-- What is being asked --
Rewrite the rows from the line containing "utility pole on the pitch." through the last row, putting "telephone pole" in place of "utility pole" and keeping everything else the same.

-- The input --

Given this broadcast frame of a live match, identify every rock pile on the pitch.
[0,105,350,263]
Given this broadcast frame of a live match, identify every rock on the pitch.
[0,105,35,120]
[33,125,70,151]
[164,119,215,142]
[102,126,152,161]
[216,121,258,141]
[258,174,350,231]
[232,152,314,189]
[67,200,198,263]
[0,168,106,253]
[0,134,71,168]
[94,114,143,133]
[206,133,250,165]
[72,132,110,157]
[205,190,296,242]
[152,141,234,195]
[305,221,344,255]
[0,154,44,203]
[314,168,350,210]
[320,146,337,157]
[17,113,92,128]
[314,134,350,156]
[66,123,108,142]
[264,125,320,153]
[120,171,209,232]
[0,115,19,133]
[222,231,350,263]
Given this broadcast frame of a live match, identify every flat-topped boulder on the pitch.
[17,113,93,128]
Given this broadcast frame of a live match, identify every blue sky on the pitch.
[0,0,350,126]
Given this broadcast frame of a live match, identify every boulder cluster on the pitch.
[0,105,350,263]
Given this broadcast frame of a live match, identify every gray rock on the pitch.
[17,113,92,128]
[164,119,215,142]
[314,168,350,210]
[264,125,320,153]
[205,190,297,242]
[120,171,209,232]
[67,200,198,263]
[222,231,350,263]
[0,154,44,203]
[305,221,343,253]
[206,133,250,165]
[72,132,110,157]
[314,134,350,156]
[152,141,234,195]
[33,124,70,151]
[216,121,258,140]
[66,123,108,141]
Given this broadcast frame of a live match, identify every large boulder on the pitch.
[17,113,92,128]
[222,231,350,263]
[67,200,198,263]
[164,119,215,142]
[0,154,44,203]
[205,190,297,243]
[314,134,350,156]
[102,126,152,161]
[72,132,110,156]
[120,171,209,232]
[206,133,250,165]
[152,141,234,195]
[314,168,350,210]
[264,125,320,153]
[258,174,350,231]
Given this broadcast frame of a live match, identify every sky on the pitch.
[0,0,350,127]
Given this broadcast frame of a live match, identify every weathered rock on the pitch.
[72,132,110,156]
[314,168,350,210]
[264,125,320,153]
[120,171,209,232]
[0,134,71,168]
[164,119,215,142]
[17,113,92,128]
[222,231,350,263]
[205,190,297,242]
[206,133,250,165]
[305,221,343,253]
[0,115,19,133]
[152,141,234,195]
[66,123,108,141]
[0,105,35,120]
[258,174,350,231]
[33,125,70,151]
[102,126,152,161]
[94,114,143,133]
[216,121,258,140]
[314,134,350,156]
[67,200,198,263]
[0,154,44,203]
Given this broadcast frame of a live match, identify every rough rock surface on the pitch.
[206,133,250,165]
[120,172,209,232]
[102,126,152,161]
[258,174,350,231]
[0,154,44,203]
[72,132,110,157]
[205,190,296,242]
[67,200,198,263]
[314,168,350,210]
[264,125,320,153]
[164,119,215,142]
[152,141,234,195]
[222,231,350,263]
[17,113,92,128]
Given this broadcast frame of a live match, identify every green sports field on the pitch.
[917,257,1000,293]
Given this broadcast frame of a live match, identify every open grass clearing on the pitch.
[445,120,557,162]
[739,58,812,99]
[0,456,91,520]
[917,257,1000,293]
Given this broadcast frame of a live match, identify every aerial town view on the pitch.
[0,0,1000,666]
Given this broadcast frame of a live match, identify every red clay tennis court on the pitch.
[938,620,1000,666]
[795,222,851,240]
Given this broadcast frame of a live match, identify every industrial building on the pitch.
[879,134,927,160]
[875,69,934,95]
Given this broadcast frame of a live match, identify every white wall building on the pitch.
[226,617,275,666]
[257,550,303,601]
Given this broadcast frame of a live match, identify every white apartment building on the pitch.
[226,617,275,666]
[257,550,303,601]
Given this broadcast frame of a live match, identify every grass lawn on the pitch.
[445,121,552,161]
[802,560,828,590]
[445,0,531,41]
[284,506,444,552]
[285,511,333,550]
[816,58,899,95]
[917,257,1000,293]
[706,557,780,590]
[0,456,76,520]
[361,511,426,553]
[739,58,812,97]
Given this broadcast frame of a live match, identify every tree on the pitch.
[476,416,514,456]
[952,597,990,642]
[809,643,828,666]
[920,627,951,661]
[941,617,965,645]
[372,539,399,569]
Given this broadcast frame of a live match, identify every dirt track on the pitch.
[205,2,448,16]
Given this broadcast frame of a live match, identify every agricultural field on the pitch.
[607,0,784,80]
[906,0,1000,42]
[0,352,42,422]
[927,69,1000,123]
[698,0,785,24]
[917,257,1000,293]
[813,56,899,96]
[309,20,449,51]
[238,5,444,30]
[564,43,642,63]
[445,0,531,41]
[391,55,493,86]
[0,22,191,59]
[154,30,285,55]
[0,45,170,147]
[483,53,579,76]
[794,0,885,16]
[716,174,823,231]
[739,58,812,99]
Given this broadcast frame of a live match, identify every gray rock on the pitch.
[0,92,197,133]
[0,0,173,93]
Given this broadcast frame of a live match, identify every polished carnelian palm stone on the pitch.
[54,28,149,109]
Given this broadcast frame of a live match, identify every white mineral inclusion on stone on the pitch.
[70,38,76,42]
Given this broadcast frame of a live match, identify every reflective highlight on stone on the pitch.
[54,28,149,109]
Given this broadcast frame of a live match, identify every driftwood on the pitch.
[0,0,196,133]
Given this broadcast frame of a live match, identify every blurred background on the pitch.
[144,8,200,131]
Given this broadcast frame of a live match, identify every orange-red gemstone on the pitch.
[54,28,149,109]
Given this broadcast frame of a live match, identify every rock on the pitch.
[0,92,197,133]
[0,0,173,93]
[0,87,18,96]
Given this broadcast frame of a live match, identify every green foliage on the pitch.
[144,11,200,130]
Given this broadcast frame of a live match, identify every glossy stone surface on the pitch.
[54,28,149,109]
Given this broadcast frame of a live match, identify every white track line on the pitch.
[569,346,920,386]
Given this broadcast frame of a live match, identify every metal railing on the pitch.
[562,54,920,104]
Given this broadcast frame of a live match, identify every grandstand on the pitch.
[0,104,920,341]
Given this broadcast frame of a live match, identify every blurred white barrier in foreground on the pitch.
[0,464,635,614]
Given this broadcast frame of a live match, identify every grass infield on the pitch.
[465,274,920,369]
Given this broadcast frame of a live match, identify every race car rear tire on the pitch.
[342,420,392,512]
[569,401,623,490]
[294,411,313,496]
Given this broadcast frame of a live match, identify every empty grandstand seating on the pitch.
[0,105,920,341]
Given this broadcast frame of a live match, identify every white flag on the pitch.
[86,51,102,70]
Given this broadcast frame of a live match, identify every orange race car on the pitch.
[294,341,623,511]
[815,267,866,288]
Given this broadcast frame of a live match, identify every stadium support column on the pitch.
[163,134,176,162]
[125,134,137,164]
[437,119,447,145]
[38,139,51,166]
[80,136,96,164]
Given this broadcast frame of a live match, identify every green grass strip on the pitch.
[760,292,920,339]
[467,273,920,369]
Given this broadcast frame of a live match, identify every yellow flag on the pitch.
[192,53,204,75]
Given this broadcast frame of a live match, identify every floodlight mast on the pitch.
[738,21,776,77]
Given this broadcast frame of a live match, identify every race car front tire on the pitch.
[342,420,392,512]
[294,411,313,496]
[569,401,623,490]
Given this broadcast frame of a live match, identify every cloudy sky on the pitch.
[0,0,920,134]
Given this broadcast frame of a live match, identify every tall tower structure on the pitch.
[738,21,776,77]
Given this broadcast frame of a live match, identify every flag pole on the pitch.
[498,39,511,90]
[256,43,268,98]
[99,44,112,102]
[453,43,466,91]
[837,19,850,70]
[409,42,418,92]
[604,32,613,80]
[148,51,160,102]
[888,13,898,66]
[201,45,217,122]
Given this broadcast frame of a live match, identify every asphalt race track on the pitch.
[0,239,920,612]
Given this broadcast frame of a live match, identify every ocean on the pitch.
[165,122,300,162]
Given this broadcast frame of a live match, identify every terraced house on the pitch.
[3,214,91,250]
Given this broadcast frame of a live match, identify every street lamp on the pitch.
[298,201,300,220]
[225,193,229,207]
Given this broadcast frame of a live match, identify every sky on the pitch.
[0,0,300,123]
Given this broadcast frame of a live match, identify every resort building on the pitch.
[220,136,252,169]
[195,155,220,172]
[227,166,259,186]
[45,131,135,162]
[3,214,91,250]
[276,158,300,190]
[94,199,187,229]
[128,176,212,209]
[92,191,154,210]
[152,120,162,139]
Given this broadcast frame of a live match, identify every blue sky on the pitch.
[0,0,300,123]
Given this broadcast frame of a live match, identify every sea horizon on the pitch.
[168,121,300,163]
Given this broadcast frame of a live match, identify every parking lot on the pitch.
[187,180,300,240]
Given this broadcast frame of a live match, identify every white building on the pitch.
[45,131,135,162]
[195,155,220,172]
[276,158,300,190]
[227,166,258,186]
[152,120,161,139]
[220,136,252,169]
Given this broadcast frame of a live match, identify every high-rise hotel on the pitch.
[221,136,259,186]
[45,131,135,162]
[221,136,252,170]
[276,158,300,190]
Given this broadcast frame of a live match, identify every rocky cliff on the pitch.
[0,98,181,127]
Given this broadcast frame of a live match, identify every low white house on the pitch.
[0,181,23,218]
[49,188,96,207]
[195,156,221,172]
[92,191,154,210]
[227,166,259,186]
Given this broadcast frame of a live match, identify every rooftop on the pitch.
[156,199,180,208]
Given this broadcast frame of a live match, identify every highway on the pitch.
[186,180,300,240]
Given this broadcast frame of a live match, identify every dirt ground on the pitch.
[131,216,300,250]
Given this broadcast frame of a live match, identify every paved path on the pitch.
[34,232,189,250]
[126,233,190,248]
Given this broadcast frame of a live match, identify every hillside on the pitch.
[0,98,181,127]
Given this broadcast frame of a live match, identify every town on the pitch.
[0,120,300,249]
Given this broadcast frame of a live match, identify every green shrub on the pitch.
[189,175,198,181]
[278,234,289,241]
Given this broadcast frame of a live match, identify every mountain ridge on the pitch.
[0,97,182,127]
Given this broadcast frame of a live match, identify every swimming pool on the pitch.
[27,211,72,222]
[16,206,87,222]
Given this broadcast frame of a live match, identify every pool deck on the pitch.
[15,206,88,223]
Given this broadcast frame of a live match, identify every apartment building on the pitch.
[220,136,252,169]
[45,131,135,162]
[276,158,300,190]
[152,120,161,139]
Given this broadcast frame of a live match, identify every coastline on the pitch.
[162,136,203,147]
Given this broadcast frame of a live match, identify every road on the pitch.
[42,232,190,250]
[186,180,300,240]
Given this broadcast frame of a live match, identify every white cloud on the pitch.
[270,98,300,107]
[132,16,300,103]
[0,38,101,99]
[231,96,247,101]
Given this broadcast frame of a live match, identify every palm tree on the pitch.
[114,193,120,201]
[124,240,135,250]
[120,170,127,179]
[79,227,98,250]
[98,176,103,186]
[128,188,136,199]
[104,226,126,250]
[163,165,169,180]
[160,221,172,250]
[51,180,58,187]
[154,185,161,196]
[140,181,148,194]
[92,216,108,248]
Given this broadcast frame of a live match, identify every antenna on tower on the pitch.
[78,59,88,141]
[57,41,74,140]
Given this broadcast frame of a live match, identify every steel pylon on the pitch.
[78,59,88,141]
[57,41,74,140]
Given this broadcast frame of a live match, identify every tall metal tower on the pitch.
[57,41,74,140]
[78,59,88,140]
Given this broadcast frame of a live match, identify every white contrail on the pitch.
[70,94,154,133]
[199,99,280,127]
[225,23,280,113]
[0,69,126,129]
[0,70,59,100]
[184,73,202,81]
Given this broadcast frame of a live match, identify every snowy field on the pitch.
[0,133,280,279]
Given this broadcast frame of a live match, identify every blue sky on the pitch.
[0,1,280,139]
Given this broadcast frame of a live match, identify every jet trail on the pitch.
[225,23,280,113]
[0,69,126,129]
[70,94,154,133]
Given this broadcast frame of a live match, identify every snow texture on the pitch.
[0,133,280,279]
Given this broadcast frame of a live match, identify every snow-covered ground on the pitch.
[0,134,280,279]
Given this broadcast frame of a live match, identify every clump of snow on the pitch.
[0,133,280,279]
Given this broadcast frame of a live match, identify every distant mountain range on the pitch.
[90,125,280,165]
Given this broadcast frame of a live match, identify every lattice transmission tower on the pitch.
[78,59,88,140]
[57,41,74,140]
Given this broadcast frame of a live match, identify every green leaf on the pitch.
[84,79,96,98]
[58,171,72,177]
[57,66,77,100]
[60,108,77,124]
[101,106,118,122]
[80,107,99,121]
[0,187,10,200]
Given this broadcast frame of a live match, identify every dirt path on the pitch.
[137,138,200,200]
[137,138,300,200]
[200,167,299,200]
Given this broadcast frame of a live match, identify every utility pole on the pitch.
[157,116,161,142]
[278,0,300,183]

-- Full solution --
Given this broadcast frame of a live match, identify every telephone pole on the pitch.
[157,116,161,142]
[278,0,300,183]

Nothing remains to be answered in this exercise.